> Travail demandé:
#1 Selon le texte sur la tuberculose, quelle était l'incidence moyenne de la maladie en France métropolitaine entre 2013 et 2018 ?
#2 D'après le texte sur la tuberculose, pourquoi les chiffres de la Seine-Saint-Denis mettent-ils en lumière les difficultés socio-économiques du territoire ? Répondez en une à trois phrases.
#3 Poursuivez le texte sur la tuberculose en Seine-Saint-Denis à partir de sa dernière phrase.

> Extrait du document:
La tuberculose est devenue une maladie rare en France, constate Santé Publique France (SPF), dans le dernier Bulletin Épidémiologique Hebdomadaire (BEH), consacré à cette pathologie. Son incidence n’a cessé de reculer depuis plusieurs décennies : elle est passée de 155 cas pour 100 000 habitants en 1946, à moins de 20 à partir de 1986.
Mais ces résultats, encourageants quant aux objectifs d’éradication de la maladie, masquent de fortes disparités territoriales. Un article de ce BEH se penche sur la Seine-Saint-Denis où l’incidence de la tuberculose est quatre fois supérieure au niveau national.
Une moyenne de 414 nouveaux cas par an
Entre 2013 et 2018, 2 482 cas y ont été déclarés, soit une moyenne de 414 cas par an. Dans le département, l’incidence de la maladie était en moyenne, sur les années 2013-2018, de 26,1 cas pour 100 000 habitants, avec un pic en 2014 à 27,8 cas pour 100 000 habitants. En France métropolitaine, l’incidence n’était, sur la même période, que de 7,3 cas pour 100 000 habitants en moyenne.
Ces chiffres mettent en lumière les difficultés socio-économiques du territoire, qui se démarque des autres par les « valeurs extrêmes » qu’il affiche, notent les auteurs. Alors que la tuberculose est une pathologie étroitement liée aux conditions de vie, la répartition de la maladie dans le département est « similaire à celle des indicateurs de défavorisation sociale », observent les auteurs. Dans le Nord-Ouest de la Seine-Saint-Denis, où les taux de pauvreté sont les plus élevés, le taux d’incidence monte jusqu’à 46,5 cas pour 100 000 habitants.

[Données de localisation, un point par instance]
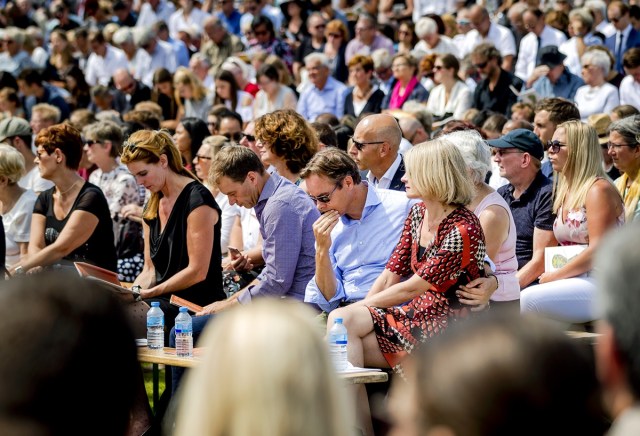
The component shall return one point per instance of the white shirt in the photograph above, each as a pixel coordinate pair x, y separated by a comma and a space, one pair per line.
498, 35
385, 181
529, 49
100, 69
630, 92
445, 46
17, 226
148, 17
460, 100
178, 22
596, 100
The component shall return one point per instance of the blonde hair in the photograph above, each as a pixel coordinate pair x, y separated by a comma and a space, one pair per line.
582, 168
184, 76
11, 163
276, 379
148, 146
437, 170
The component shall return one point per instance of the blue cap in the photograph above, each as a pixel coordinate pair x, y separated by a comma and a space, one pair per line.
522, 139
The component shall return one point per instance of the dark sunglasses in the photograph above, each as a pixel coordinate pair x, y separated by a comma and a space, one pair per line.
236, 136
324, 198
360, 145
554, 146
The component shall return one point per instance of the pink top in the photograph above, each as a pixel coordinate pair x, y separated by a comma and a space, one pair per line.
506, 262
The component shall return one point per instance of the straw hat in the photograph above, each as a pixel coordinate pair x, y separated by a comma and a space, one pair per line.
601, 123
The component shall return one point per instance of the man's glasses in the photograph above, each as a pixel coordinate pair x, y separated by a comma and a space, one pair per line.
555, 146
360, 145
235, 136
324, 198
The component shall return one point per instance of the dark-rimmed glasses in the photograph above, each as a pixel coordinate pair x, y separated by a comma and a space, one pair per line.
324, 198
555, 145
360, 145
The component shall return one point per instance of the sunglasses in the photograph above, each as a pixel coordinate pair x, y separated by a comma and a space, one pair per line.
554, 146
236, 136
324, 198
360, 145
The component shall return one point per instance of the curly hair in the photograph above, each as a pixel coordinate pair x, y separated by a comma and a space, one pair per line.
64, 137
289, 137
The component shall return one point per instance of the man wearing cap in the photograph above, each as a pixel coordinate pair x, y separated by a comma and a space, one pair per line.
17, 133
550, 78
530, 197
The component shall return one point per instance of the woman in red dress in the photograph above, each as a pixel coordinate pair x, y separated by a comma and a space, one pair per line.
441, 247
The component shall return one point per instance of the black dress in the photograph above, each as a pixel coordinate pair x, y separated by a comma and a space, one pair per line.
169, 249
99, 249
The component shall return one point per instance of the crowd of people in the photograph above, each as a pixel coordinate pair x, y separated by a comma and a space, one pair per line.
421, 169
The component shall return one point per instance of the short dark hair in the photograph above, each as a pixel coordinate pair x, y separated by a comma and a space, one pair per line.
560, 109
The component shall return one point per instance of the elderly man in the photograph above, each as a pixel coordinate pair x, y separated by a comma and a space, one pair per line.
540, 35
220, 43
530, 197
375, 148
367, 38
487, 31
325, 94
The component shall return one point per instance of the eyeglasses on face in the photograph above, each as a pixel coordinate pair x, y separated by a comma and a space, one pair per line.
360, 145
324, 198
555, 146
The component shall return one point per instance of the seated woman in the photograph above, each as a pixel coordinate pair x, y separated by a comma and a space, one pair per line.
587, 206
363, 97
442, 247
71, 221
17, 205
495, 217
624, 149
103, 142
272, 95
181, 226
188, 137
286, 141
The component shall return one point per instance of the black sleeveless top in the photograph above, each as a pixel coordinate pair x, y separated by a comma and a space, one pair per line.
169, 247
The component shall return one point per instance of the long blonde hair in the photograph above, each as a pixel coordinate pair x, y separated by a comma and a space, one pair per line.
148, 146
266, 372
582, 168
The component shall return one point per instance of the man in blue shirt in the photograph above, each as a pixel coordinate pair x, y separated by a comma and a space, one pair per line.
356, 233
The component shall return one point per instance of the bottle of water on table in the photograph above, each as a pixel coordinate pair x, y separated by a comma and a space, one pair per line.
338, 345
155, 326
184, 334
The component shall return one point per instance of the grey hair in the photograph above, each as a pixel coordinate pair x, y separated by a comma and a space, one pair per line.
628, 128
475, 152
598, 58
426, 26
618, 294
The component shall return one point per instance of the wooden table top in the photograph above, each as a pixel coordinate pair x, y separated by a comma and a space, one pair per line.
167, 356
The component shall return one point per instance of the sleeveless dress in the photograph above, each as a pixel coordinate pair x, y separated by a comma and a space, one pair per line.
455, 256
506, 262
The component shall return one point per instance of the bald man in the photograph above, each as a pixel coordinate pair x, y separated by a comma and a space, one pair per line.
375, 148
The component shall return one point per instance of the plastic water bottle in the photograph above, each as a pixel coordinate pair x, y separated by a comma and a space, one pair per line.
155, 326
184, 334
338, 345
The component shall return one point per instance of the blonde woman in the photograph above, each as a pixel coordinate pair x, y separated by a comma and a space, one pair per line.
587, 206
17, 205
624, 149
197, 99
278, 378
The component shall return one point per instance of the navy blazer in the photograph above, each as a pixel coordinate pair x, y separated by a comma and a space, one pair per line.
632, 41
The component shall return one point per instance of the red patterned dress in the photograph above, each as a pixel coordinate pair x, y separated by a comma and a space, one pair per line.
454, 257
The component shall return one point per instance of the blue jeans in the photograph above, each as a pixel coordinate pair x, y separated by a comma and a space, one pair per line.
199, 323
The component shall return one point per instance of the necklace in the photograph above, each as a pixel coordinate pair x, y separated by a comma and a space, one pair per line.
69, 189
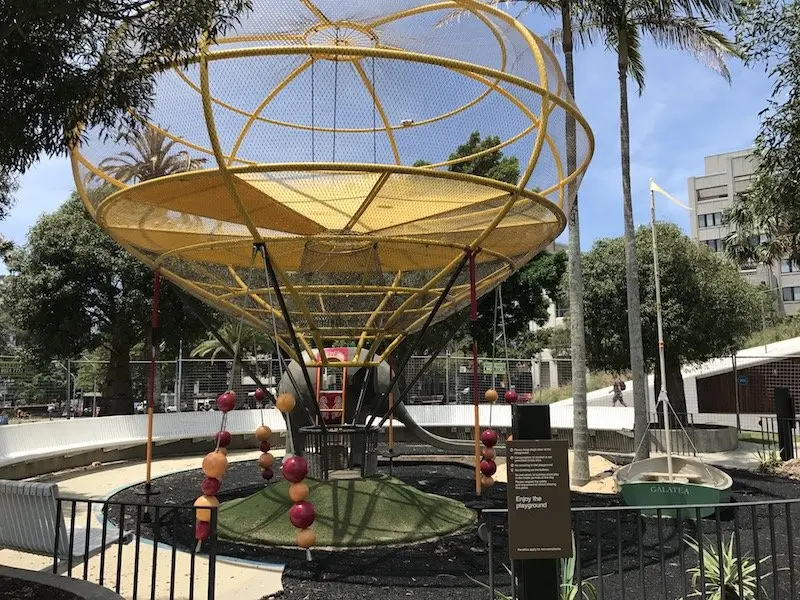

> Réponses:
#1 7,3 cas pour 100 000 habitants en moyenne.

#2 La tuberculose est une pathologie étroitement liée aux conditions de vie, et sa répartition dans le département est similaire à celle des indicateurs de défavorisation sociale. Ainsi, dans le Nord-Ouest, où les taux de pauvreté sont les plus élevés, l'incidence monte jusqu'à 46,5 cas pour 100 000 habitants.

#3
Des cas au conditions de vie précaires
Ce sont les populations les plus précaires qui sont atteintes. Parmi les 2 482 cas recensés entre 2013 et 2018 dans le département, 42 % vivaient dans des conditions de vie difficiles. « Au niveau national, 27 % des cas étaient sans domicile fixe ou résidaient en collectivité en 2017 », rappellent les auteurs.
Parmi ces cas, 81 % sont nées à l’étranger (63 % sur l’ensemble de la France en 2017). « Cette proportion était en progression, passant de 77 % en 2013 à 80 % en 2018 », précisent les auteurs. Parmi eux, 59 % étaient nés en Afrique (42 % en Afrique subsaharienne), 18 % en Asie (9 % dans le sous-continent indien). « Entre 2013 et 2018, on constatait une tendance à l’augmentation en proportion du nombre de patients nés en Afrique, ainsi qu’une diminution du nombre de patients nés en Asie », lit-on encore.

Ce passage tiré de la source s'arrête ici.